◆ Assignment
Your task is to gather the lines below that hold the string "instance".

◆ Saved entries
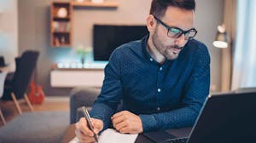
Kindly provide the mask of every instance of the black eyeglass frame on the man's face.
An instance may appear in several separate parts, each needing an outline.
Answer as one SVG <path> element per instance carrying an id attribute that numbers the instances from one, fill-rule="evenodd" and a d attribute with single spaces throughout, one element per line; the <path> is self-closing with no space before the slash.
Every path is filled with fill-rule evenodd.
<path id="1" fill-rule="evenodd" d="M 154 15 L 153 15 L 153 16 L 154 16 Z M 196 34 L 197 34 L 197 31 L 196 31 L 195 28 L 191 28 L 191 29 L 189 29 L 188 31 L 183 31 L 181 28 L 178 28 L 178 27 L 167 26 L 165 22 L 163 22 L 162 20 L 160 20 L 160 19 L 157 18 L 156 16 L 154 16 L 154 19 L 157 20 L 158 22 L 160 22 L 160 24 L 161 24 L 162 26 L 165 26 L 165 27 L 166 27 L 166 29 L 168 30 L 168 31 L 167 31 L 167 37 L 171 37 L 171 36 L 168 35 L 168 33 L 169 33 L 169 31 L 170 31 L 172 28 L 175 28 L 175 29 L 177 29 L 177 30 L 179 30 L 179 31 L 182 31 L 182 32 L 181 32 L 177 37 L 171 37 L 171 38 L 178 38 L 178 37 L 181 37 L 181 36 L 184 34 L 185 40 L 188 40 L 188 41 L 189 41 L 190 39 L 193 39 L 193 38 L 196 36 Z M 188 33 L 189 31 L 195 31 L 195 35 L 194 35 L 193 37 L 186 37 L 186 33 Z"/>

◆ Result of the exercise
Kindly provide the mask of every instance of the black eyeglass frame on the man's face.
An instance may appear in several separate parts, each needing an outline.
Answer as one SVG <path> element per instance carrying an id attribute that numbers the instances from one, fill-rule="evenodd" and a d attribute with single spaces throughout, one element per line; the <path> is self-closing with no space before the slash.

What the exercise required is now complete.